* [WHAT TO WORK ON] Count the lines below that contain the string "amana" and reply with that number only.

* [DATA SUPPLIED]
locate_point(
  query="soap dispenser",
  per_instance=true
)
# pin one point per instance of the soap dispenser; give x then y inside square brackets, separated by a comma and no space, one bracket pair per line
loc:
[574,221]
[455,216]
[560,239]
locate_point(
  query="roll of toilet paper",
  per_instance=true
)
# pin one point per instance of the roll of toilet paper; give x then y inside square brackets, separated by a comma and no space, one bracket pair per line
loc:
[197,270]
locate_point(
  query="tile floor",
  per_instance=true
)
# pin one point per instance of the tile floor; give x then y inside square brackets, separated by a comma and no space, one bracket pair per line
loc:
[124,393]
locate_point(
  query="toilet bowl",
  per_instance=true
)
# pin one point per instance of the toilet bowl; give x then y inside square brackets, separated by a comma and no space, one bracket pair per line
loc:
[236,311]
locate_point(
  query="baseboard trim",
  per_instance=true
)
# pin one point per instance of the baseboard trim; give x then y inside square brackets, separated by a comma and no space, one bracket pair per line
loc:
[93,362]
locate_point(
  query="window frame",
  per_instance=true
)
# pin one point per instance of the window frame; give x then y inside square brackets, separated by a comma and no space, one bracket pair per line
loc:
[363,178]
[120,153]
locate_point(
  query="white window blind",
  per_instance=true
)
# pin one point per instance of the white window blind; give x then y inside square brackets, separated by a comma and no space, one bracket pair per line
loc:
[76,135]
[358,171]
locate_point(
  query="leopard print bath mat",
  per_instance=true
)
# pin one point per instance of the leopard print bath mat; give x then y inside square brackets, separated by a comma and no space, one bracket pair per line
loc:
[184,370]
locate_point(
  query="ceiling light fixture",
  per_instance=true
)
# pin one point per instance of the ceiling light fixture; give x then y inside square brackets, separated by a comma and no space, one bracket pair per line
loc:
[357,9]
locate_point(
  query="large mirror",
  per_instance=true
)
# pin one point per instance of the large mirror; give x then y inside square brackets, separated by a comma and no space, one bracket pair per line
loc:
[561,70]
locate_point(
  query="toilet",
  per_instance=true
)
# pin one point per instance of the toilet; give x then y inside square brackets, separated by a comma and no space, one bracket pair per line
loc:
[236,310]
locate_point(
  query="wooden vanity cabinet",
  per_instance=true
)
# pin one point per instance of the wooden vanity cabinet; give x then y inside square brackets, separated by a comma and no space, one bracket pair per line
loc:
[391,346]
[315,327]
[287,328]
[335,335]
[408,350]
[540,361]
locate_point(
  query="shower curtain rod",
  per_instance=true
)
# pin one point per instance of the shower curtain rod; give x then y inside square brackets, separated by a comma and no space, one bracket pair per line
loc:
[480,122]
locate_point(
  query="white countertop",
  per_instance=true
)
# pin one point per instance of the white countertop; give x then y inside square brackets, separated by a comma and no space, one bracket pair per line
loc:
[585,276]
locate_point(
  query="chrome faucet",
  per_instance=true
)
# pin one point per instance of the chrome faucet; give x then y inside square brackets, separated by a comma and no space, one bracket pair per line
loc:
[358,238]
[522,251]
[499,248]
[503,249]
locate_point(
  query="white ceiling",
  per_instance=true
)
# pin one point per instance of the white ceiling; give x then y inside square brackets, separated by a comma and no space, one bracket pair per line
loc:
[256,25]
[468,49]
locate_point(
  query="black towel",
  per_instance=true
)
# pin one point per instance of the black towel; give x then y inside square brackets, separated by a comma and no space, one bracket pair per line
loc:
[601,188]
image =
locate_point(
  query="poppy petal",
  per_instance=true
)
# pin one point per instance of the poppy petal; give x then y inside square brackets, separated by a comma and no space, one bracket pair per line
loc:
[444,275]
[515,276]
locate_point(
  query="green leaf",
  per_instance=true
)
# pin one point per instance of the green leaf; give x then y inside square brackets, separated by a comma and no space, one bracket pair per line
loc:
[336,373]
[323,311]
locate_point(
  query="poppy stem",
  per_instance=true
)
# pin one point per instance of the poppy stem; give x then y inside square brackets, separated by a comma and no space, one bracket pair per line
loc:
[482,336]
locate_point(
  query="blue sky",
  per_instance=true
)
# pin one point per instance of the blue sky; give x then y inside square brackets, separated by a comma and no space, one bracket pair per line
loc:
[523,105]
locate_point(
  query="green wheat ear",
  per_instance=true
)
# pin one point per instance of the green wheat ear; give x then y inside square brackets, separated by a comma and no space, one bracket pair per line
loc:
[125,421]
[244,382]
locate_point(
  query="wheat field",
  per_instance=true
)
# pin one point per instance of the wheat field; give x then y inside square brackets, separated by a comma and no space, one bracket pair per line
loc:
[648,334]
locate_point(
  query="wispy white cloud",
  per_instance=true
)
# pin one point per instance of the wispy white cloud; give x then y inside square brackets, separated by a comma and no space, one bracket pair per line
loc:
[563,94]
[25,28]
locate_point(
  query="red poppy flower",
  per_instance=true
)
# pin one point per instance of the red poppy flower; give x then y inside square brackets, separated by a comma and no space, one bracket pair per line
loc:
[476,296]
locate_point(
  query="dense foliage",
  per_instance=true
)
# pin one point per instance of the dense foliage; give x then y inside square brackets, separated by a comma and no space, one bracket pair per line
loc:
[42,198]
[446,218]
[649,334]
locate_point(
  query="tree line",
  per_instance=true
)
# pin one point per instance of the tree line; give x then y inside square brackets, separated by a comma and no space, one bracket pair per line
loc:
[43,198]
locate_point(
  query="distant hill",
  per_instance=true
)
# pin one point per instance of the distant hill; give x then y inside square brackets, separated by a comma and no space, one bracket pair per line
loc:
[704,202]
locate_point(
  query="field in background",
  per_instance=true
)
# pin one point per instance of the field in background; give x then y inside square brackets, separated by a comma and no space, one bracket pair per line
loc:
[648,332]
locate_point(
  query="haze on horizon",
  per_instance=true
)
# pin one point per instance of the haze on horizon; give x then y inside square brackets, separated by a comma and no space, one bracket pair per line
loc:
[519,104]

---

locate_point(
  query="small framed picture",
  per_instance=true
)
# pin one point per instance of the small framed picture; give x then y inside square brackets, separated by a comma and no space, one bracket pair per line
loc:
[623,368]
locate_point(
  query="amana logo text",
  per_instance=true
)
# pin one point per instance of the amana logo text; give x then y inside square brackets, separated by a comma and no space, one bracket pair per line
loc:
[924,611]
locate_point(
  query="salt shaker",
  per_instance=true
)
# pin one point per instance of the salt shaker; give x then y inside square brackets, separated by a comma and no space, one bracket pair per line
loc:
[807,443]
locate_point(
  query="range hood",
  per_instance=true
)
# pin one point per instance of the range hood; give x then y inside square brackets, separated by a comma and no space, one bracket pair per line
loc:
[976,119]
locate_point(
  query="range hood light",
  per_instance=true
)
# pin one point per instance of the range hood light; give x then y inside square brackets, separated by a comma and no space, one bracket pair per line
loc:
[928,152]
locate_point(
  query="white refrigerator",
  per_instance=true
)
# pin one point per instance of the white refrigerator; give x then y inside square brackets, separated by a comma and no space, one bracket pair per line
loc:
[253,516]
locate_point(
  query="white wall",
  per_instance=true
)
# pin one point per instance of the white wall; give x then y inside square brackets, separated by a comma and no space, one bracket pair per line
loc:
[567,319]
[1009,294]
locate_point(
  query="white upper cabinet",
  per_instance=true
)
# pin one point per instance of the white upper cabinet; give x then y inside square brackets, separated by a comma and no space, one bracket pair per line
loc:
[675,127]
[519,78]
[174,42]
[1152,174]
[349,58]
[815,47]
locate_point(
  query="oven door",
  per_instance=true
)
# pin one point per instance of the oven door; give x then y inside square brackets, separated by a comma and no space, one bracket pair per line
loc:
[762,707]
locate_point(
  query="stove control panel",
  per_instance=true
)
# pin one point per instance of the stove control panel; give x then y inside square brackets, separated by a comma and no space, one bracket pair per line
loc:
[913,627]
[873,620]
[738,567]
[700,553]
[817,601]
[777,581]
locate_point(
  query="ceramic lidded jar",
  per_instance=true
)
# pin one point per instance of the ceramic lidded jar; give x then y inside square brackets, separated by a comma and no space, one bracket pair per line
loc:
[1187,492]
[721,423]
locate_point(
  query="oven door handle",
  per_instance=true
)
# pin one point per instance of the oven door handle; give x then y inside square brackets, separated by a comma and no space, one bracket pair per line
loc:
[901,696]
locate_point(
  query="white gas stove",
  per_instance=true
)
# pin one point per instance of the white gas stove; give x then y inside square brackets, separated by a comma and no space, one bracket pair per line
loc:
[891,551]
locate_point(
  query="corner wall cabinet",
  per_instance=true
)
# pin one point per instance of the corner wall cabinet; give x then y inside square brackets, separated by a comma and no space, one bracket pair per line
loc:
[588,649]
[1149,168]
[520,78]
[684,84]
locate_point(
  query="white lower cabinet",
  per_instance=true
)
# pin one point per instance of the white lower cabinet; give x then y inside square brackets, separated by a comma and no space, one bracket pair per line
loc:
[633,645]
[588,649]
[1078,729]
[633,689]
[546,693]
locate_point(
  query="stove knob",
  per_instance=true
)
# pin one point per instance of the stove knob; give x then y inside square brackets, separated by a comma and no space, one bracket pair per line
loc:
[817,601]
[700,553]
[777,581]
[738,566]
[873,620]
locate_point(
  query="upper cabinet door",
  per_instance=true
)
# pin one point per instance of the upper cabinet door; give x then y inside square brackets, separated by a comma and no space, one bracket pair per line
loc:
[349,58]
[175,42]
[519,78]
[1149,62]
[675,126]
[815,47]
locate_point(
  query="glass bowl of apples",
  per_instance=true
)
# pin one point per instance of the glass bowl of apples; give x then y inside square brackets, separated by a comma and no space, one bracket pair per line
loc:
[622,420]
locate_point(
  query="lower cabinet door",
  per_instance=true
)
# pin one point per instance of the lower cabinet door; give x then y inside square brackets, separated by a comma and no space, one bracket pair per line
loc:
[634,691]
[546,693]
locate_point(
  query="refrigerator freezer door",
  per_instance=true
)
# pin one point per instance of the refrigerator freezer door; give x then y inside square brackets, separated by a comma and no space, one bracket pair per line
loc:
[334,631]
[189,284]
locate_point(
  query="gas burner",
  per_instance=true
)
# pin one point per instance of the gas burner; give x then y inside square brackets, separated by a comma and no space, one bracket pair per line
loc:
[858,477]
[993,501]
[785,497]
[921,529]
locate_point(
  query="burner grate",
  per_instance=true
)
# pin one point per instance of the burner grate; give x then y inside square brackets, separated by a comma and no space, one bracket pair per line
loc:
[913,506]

* [RESULT BELOW] 2